◆ WHAT TO PRODUCE ◆
Copy every line of the material below word for word.
>> start MATERIAL SUPPLIED
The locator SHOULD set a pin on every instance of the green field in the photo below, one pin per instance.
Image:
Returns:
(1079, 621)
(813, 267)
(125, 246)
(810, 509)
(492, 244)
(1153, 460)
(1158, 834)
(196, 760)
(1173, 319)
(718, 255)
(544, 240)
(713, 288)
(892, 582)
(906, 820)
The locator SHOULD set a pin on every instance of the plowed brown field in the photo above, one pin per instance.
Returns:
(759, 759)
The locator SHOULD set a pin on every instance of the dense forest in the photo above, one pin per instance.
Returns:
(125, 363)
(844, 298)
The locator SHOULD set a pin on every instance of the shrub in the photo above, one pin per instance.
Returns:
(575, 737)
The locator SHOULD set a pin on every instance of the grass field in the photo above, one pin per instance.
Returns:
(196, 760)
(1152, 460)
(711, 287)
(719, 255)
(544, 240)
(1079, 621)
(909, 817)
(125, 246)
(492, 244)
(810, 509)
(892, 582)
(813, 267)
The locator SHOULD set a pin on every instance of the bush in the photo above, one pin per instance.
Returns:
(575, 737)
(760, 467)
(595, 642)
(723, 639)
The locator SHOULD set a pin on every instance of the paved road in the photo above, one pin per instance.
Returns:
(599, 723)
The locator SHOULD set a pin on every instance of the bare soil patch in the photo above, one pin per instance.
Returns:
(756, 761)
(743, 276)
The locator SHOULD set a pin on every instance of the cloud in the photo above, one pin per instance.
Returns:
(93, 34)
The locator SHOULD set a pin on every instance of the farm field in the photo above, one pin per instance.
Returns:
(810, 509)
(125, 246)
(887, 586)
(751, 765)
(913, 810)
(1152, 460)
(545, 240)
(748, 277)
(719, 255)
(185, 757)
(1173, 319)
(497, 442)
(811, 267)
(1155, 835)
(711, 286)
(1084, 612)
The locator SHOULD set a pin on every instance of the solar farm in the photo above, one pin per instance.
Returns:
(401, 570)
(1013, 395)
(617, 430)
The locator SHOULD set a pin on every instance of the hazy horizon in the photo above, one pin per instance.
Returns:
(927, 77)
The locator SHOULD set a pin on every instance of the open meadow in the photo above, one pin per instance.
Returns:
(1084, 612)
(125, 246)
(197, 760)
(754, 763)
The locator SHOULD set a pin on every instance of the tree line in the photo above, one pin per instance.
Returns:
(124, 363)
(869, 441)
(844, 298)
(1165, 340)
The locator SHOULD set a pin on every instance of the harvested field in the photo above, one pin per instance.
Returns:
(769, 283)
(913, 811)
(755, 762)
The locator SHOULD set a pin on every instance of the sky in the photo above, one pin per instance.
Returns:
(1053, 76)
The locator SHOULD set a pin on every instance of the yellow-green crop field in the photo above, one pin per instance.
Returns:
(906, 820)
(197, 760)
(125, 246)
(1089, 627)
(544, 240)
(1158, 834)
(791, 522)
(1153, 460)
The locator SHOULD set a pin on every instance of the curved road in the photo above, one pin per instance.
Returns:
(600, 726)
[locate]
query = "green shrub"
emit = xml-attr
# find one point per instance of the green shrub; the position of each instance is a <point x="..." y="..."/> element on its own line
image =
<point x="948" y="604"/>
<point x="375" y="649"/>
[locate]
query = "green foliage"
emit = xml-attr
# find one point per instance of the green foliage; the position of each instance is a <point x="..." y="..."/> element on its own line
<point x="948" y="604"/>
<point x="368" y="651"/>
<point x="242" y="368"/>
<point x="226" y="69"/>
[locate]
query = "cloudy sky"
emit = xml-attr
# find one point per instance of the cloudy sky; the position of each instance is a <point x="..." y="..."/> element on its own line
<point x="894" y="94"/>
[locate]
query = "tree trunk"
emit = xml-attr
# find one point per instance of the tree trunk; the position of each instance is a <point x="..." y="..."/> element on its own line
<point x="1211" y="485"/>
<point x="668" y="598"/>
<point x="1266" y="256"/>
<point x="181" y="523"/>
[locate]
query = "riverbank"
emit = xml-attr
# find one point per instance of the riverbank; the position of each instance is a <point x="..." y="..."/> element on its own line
>> end MATERIAL SUPPLIED
◆ WRITTEN REPLY ◆
The locator SHOULD set a pin on every instance of the green field in the photo below, one pin per instance.
Image:
Returns:
(1079, 621)
(813, 267)
(125, 246)
(810, 509)
(492, 244)
(1153, 460)
(1158, 834)
(196, 760)
(1173, 319)
(718, 255)
(544, 240)
(713, 288)
(892, 582)
(906, 820)
The locator SHOULD set a pin on every instance of the plowed brown field in the photo above, one pin per instance.
Returns:
(759, 759)
The locator SHOULD set a pin on every instance of the dense forest in the photo above, one pin per instance.
Returns:
(125, 363)
(844, 298)
The locator SHOULD set a pin on every instance of the shrub in the photo above, one pin per instance.
Returns:
(575, 737)
The locator SHOULD set a pin on every instance of the grass field in the photo above, one pin per instance.
Returns:
(196, 760)
(1152, 460)
(711, 287)
(719, 255)
(544, 240)
(1079, 621)
(909, 817)
(125, 246)
(492, 244)
(810, 509)
(892, 582)
(813, 267)
The locator SHOULD set a pin on every instance of the bush in the photo above, one pin per instance.
Returns:
(575, 737)
(760, 467)
(595, 642)
(723, 639)
The locator SHOULD set a pin on every instance of the paved road in the photo above, one pin per instance.
Returns:
(599, 723)
The locator SHOULD set a pin on every instance of the bare soil patch in the photo above, one pin per instance.
Returns:
(756, 761)
(743, 276)
The locator SHOULD set a pin on every instance of the cloud in the photo above, one pin per instance.
Returns:
(93, 34)
The locator SHOULD set a pin on every instance of the farm field in the photo above, one pin per instance.
Returns:
(810, 509)
(125, 246)
(887, 586)
(751, 765)
(913, 810)
(1152, 460)
(545, 240)
(748, 277)
(719, 255)
(185, 757)
(1173, 319)
(497, 442)
(811, 267)
(1155, 835)
(711, 286)
(1084, 612)
The locator SHOULD set a pin on every instance of the solar farm in the photo above, one pin per instance.
Returns:
(401, 570)
(1013, 395)
(617, 430)
The locator SHOULD set a pin on every instance of the hazy horizon in the photo above, one pin per instance.
Returns:
(927, 77)
The locator SHOULD set a pin on every instance of the open meadow in the photo above, one pin per instance.
Returns:
(1084, 612)
(125, 246)
(197, 760)
(754, 763)
The locator SHOULD set a pin on every instance of the tree line in the photo above, one pin per instance.
Returns:
(124, 363)
(869, 441)
(844, 298)
(1165, 340)
The locator SHOULD set a pin on every instance of the harvested field in the photo above, one pin per instance.
Returns:
(769, 283)
(913, 811)
(755, 762)
The locator SHOULD set a pin on every instance of the sky in the photo above, one pin per instance.
Returns:
(1053, 76)
The locator SHOULD set a pin on every instance of the yellow-green crop field in the photo above, one pin per instance.
Returns:
(906, 820)
(197, 760)
(125, 246)
(1089, 627)
(544, 240)
(1158, 834)
(791, 522)
(1153, 460)
The locator SHOULD set a pin on every instance of the curved road in the photo above, one pin per instance.
Returns:
(600, 726)
[locate]
query = "green shrub"
emit = xml-attr
# find one point per instance of the green shrub; the position of each instance is a <point x="..." y="..."/> element on its own line
image =
<point x="948" y="604"/>
<point x="375" y="649"/>
[locate]
query = "green foliage"
emit = xml-attr
# find one point per instance of the green foliage; the position of each instance is a <point x="..." y="..."/> element on its own line
<point x="948" y="604"/>
<point x="368" y="651"/>
<point x="242" y="368"/>
<point x="226" y="69"/>
[locate]
query = "cloudy sky"
emit = xml-attr
# find one point per instance of the cloudy sky; the position of each instance is a <point x="..." y="..."/> element on its own line
<point x="894" y="94"/>
[locate]
query = "tree trunk"
emit = xml-attr
# find one point per instance of the tree trunk; the position of each instance is a <point x="..." y="..."/> element on its own line
<point x="1211" y="485"/>
<point x="668" y="598"/>
<point x="1266" y="256"/>
<point x="181" y="523"/>
[locate]
query = "riverbank"
emit = xml-attr
# find one point per instance of the riverbank; the position of each instance is a <point x="..." y="..."/> element on its own line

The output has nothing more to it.